:: RECORD LIST

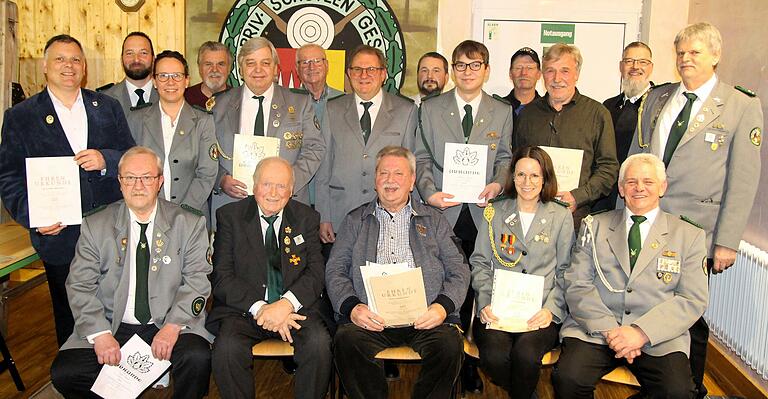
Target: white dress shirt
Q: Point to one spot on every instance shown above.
(254, 309)
(675, 105)
(249, 108)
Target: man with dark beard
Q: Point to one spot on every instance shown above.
(136, 89)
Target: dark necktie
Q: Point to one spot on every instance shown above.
(140, 93)
(258, 126)
(634, 240)
(678, 128)
(466, 123)
(365, 120)
(274, 275)
(141, 297)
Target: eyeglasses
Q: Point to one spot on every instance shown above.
(640, 61)
(533, 178)
(357, 71)
(462, 66)
(131, 180)
(176, 76)
(311, 62)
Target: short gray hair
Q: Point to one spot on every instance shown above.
(397, 151)
(255, 44)
(212, 46)
(557, 51)
(648, 159)
(705, 32)
(139, 150)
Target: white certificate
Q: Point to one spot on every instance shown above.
(464, 169)
(567, 163)
(516, 298)
(135, 372)
(53, 191)
(248, 151)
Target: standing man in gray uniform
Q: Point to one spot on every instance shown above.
(708, 133)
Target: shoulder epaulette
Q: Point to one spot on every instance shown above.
(197, 107)
(561, 203)
(498, 198)
(138, 107)
(746, 91)
(687, 219)
(94, 210)
(191, 209)
(502, 99)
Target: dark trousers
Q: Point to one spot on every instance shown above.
(62, 314)
(441, 350)
(74, 370)
(582, 364)
(233, 359)
(513, 360)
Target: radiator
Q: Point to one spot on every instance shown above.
(738, 307)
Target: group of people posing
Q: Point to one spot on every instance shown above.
(359, 178)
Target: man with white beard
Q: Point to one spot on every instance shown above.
(636, 67)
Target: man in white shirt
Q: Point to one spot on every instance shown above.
(139, 269)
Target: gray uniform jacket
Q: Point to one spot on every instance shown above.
(664, 294)
(713, 185)
(98, 281)
(441, 123)
(544, 251)
(446, 275)
(119, 91)
(290, 115)
(193, 167)
(346, 177)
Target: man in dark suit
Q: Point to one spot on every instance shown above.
(62, 120)
(267, 283)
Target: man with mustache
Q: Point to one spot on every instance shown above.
(565, 118)
(136, 89)
(214, 62)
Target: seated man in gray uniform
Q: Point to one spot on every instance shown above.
(636, 284)
(393, 229)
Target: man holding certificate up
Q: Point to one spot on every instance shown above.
(63, 120)
(139, 269)
(392, 229)
(522, 251)
(636, 284)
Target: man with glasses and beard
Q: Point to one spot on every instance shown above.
(136, 89)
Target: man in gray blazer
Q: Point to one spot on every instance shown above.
(714, 170)
(636, 284)
(357, 126)
(136, 89)
(261, 107)
(139, 268)
(394, 229)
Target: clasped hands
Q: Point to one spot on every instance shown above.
(279, 317)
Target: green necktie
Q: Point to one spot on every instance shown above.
(274, 275)
(466, 123)
(140, 93)
(678, 128)
(365, 120)
(634, 240)
(141, 298)
(258, 127)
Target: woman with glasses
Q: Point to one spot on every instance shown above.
(525, 231)
(182, 135)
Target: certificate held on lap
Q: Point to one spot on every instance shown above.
(464, 169)
(248, 151)
(516, 298)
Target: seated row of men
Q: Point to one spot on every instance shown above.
(626, 294)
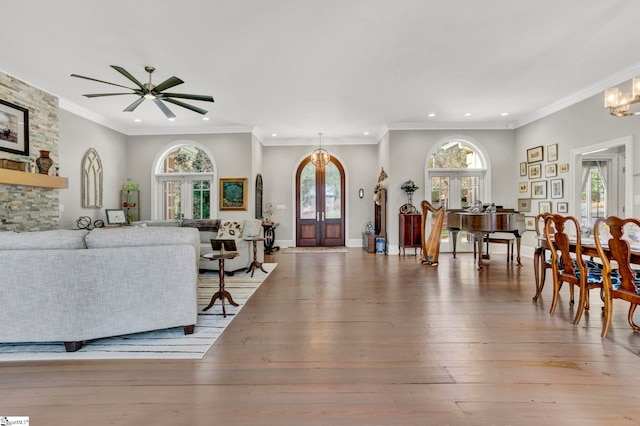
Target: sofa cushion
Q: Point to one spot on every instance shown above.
(137, 237)
(67, 239)
(209, 225)
(230, 229)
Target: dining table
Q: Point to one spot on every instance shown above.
(588, 249)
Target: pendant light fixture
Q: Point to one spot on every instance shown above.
(320, 157)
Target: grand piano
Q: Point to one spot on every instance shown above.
(481, 224)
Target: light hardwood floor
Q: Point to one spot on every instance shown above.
(365, 339)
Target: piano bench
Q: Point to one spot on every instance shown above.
(497, 240)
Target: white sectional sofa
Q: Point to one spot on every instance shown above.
(209, 229)
(75, 285)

::::

TASK. Reproduce the records from the line with "Target: grand piano" through the end of the records, switching "sofa" to "couch" and leaving everything else as it is.

SOLUTION TO THE PROBLEM.
Target: grand piano
Q: Point to one spot on every instance shown above.
(481, 224)
Target: light hardwood floor
Q: Point to one spot on every instance shown above.
(365, 339)
Target: piano bench
Q: Point to one spot on every instance shown above.
(497, 240)
Target: white sectional couch
Q: Point to one spot on every instance shown above.
(209, 229)
(75, 285)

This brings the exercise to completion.